Datenzeilen:
● ● ● ● ●

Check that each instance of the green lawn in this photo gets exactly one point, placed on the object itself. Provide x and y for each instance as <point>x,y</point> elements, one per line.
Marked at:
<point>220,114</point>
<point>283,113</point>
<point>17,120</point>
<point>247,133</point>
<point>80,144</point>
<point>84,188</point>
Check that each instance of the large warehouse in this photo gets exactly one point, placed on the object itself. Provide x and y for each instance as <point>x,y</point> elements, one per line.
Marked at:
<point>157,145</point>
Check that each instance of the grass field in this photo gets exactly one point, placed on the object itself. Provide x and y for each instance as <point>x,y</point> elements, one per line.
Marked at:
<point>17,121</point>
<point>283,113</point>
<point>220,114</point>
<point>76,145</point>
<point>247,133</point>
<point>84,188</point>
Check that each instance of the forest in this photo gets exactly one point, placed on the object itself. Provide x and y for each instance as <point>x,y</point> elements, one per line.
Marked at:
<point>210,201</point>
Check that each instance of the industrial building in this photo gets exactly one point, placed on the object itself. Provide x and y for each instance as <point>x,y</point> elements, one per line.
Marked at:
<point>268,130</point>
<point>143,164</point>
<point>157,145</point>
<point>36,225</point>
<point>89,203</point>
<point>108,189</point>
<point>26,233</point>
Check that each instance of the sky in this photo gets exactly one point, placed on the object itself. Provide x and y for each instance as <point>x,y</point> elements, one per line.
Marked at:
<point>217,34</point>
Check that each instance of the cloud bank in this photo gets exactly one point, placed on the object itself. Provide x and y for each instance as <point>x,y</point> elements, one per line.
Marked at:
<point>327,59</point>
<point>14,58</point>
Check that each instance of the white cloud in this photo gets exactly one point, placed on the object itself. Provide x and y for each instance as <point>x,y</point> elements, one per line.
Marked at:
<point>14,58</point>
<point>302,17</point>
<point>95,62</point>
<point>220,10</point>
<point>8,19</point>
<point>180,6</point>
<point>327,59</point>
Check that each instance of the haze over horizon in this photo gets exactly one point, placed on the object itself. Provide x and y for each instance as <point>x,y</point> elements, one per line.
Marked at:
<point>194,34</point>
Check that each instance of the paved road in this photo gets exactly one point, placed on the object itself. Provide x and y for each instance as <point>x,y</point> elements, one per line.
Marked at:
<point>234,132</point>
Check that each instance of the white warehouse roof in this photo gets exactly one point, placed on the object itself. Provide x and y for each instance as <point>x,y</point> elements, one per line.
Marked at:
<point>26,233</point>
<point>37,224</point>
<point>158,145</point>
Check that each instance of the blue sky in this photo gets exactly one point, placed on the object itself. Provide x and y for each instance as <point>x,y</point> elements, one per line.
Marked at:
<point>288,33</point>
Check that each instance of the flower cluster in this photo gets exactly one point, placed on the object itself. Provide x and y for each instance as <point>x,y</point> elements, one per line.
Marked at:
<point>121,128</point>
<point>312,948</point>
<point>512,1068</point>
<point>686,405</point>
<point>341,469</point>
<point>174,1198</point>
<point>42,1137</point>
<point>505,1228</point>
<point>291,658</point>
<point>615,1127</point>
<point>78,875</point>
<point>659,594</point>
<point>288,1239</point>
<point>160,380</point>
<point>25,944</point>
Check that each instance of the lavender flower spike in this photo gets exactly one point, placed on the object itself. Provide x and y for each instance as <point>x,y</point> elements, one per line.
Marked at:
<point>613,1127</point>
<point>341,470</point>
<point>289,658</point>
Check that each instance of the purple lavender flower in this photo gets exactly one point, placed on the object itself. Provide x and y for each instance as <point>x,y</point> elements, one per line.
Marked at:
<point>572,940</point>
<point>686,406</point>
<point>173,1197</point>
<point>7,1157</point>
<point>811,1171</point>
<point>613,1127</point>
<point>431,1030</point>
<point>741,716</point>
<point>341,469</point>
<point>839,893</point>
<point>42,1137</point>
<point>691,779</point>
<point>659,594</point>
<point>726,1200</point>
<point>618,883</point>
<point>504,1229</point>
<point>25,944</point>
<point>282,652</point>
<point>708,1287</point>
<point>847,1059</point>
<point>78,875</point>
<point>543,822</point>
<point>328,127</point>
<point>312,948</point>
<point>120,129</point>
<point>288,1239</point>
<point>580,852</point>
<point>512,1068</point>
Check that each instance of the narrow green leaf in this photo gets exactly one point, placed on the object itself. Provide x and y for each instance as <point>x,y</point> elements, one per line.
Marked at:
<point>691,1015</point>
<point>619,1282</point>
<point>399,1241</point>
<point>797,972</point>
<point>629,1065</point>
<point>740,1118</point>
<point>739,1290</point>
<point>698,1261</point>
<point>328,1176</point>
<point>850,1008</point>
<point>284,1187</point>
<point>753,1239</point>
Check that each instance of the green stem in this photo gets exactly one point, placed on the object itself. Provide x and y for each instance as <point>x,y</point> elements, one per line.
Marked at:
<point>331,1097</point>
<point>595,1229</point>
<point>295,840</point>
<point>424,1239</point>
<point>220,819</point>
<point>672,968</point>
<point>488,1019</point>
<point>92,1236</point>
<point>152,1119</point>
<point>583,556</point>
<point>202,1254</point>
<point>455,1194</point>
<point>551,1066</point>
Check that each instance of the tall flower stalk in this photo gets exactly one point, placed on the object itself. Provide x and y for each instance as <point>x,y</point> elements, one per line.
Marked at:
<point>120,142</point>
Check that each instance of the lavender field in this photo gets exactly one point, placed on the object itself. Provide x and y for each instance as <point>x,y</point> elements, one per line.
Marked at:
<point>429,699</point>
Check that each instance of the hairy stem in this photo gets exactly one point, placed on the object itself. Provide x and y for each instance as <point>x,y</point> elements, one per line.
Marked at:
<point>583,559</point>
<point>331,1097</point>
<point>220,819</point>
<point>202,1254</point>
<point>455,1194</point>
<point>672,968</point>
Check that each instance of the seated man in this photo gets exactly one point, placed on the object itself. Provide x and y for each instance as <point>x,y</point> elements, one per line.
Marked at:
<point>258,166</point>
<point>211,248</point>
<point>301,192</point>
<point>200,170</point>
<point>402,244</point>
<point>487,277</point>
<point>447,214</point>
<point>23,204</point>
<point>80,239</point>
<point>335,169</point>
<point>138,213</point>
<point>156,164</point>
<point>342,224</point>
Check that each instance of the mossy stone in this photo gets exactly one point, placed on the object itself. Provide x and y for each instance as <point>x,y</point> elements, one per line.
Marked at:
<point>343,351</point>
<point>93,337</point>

● ● ● ● ●

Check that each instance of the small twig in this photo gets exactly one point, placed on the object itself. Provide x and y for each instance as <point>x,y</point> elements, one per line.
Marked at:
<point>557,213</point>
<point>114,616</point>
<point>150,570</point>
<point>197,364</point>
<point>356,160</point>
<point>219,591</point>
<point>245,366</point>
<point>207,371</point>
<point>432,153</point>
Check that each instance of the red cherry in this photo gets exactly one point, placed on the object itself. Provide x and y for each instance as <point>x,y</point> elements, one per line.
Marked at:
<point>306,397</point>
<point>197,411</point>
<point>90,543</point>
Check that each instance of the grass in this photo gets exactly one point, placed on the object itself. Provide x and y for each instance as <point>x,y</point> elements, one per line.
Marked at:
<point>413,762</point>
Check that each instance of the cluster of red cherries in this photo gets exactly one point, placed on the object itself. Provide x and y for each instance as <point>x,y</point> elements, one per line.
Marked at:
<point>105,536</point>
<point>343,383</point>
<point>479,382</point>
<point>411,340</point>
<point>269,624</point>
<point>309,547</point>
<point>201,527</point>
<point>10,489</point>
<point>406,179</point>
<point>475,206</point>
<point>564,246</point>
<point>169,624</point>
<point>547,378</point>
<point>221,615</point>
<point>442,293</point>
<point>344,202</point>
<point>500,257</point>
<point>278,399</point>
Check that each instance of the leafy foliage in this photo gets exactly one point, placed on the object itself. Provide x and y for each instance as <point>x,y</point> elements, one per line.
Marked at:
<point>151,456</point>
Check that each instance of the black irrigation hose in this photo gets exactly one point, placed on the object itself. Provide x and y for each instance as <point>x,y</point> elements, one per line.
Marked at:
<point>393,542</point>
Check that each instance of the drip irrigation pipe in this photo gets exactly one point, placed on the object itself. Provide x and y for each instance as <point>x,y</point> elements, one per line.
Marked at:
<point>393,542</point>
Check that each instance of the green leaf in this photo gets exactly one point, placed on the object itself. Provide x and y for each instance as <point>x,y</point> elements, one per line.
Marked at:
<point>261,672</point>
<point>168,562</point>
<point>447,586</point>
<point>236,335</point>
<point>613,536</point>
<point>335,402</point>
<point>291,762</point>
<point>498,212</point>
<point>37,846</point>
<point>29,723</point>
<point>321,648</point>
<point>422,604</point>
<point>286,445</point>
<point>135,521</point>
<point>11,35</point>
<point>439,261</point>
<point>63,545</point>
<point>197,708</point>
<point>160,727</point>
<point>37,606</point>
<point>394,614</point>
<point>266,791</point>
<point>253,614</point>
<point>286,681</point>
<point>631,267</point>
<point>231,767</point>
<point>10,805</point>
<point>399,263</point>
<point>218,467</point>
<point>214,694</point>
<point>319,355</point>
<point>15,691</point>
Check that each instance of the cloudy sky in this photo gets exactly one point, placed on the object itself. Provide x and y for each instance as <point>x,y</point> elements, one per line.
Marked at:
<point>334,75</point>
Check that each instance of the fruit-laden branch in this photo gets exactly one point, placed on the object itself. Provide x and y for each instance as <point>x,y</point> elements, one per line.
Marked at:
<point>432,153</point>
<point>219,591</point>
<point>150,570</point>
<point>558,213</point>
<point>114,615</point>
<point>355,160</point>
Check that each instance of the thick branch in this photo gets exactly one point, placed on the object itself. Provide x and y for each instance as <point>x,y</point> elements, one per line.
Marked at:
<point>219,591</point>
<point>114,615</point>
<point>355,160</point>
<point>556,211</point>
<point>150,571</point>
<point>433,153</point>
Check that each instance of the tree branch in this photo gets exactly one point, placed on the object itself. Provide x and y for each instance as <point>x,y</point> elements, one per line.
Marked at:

● ● ● ● ●

Aufgabe: Gib die Zeilen des Listings, beginnend mit der Zeile, die "Check that each instance of the tall" enthält, und endend mit der Zeile, die "<point>429,699</point>" enthält, als nummerierte Liste wieder. Lass dabei Leerzeilen weg.

Lösung:
1. Check that each instance of the tall flower stalk in this photo gets exactly one point, placed on the object itself. Provide x and y for each instance as <point>x,y</point> elements, one per line.
2. Marked at:
3. <point>120,142</point>
4. Check that each instance of the lavender field in this photo gets exactly one point, placed on the object itself. Provide x and y for each instance as <point>x,y</point> elements, one per line.
5. Marked at:
6. <point>429,699</point>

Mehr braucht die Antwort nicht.